Consignes:
1. Les affirmations (a), (b) et (c) ci-dessous concordent-elles avec le texte sur les nations savantes ? Répondez par oui ou par non en citant exactement les mots décisifs du texte.
(a) Le patrimoine d’une nation savante comprend des brevets.
(b) Une nation savante possède des actifs matériels supérieurs à ses actifs immatériels.
(c) L’ère quaternaire est présentée comme l’ère des connaissances.
2. D’après le texte sur les nations savantes, de quelle ère vers quelle ère se fait le passage que marquent les nouveaux critères de compétitivité ?
3. Reprenez le passage du texte sur les nations savantes qui va de « Votre ouvrage porte » jusqu’à « et des savoirs. », en substituant « nation instruite » à « nation savante ».

Document source:
○ ○ ○

Votre ouvrage porte sur la bataille des nations savantes. Qu’est-ce qu’une nation savante ? Une nation savante est une nation qui possède des actifs immatériels tels qu’on pourrait dire qu’ils sont supérieurs à ses actifs matériels. Ce patrimoine est composé de brevets, de licences, de savoirs faire dus à l’expérience… A partir de là, on peut observer que de nouveaux critères de compétitivité émergent entre les nations : c’est le passage de l’ère tertiaire à l’ère quaternaire c’est-à-dire l’ère des connaissances celle de la concurrence, de la bataille des idées et des savoirs.

○ ○ ○

Données fournies:
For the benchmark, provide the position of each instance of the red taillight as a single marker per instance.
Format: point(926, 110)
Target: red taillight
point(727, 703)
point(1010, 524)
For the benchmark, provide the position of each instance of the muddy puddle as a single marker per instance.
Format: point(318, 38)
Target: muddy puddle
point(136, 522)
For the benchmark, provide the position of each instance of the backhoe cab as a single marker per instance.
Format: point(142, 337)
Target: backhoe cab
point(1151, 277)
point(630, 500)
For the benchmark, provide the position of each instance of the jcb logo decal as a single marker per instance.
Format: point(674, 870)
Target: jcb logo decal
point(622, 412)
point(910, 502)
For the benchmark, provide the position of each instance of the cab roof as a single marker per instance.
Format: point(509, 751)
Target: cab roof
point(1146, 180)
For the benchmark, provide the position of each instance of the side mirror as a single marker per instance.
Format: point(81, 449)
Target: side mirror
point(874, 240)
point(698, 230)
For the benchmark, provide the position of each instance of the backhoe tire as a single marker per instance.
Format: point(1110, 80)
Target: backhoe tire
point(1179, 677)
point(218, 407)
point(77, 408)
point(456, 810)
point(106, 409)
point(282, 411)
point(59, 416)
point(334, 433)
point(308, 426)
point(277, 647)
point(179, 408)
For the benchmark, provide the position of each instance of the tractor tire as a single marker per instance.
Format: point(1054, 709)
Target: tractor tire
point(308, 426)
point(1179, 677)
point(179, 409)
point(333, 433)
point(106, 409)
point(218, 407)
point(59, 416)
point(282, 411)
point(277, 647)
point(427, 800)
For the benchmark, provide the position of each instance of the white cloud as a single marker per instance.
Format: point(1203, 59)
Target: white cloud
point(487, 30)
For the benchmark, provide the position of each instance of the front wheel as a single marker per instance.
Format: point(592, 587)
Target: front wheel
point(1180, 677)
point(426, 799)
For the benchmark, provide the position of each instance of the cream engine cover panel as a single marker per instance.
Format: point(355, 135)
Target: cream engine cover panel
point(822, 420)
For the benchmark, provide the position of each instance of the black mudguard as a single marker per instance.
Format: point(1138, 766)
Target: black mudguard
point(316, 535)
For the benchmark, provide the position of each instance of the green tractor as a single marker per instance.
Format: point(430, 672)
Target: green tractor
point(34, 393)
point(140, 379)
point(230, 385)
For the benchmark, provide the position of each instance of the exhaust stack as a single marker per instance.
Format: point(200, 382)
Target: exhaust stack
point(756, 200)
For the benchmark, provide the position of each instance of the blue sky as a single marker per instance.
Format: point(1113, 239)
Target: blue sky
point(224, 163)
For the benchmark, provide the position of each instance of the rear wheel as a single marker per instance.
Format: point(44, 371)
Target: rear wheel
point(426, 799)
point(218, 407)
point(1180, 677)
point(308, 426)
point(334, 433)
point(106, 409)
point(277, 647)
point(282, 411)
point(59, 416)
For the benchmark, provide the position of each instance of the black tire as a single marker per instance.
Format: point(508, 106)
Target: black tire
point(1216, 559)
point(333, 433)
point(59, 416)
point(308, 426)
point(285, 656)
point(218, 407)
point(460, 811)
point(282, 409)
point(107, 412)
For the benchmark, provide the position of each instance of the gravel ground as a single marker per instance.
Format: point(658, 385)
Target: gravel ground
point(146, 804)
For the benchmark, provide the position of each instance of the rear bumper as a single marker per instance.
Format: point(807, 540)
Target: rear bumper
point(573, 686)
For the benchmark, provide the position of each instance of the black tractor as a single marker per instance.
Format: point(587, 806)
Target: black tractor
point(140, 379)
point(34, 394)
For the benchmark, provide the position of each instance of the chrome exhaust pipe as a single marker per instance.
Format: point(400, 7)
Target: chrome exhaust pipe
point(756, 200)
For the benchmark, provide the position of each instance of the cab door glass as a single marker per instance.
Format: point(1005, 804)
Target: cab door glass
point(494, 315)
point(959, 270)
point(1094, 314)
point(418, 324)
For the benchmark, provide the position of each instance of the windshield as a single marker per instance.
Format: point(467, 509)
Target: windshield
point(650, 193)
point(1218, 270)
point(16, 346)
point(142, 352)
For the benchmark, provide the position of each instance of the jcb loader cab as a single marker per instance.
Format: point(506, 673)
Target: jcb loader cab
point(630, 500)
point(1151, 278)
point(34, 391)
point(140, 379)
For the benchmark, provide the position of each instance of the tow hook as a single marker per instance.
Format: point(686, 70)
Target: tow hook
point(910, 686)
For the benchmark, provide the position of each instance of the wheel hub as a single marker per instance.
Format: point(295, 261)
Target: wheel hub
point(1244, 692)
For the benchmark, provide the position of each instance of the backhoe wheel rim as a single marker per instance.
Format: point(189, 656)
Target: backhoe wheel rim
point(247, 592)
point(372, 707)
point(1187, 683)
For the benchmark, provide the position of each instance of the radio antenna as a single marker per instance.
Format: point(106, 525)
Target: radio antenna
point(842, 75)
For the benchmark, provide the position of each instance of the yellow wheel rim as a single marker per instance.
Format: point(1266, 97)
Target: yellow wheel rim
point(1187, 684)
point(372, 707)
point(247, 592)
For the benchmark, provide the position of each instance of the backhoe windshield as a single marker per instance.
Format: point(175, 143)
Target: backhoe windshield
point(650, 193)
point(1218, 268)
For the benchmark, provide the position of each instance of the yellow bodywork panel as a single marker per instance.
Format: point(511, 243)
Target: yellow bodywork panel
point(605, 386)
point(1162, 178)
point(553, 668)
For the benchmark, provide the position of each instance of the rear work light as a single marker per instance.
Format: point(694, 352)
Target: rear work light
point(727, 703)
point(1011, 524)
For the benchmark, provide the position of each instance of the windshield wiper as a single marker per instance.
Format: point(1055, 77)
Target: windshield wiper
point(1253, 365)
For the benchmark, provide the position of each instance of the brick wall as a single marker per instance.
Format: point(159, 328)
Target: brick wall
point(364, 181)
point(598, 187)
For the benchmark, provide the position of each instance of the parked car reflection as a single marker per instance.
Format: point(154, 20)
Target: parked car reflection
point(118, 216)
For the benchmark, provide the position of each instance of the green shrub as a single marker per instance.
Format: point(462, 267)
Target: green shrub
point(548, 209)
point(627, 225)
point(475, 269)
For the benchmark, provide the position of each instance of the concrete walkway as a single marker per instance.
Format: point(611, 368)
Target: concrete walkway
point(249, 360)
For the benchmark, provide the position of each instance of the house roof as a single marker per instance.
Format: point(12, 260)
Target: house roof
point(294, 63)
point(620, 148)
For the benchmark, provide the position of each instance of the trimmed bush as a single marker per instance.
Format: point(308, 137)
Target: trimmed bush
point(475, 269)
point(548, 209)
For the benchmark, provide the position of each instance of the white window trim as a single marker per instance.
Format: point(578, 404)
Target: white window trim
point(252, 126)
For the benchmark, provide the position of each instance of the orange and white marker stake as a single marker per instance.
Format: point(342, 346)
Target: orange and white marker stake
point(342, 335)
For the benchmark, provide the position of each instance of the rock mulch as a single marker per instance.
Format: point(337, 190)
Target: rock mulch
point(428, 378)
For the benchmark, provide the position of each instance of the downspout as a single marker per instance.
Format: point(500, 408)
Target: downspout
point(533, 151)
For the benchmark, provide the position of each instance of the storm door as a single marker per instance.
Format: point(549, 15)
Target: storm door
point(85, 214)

○ ○ ○

Réponses rédigées:
1.
(a) Oui : « Ce patrimoine est composé de brevets, de licences, de savoirs faire dus à l’expérience… »
(b) Non : « des actifs immatériels tels qu’on pourrait dire qu’ils sont supérieurs à ses actifs matériels »
(c) Oui : « l’ère quaternaire c’est-à-dire l’ère des connaissances »

2. De l’ère tertiaire à l’ère quaternaire.

3.
Votre ouvrage porte sur la bataille des nations savantes. Qu’est-ce qu’une nation instruite ? Une nation instruite est une nation qui possède des actifs immatériels tels qu’on pourrait dire qu’ils sont supérieurs à ses actifs matériels. Ce patrimoine est composé de brevets, de licences, de savoirs faire dus à l’expérience… A partir de là, on peut observer que de nouveaux critères de compétitivité émergent entre les nations : c’est le passage de l’ère tertiaire à l’ère quaternaire c’est-à-dire l’ère des connaissances celle de la concurrence, de la bataille des idées et des savoirs.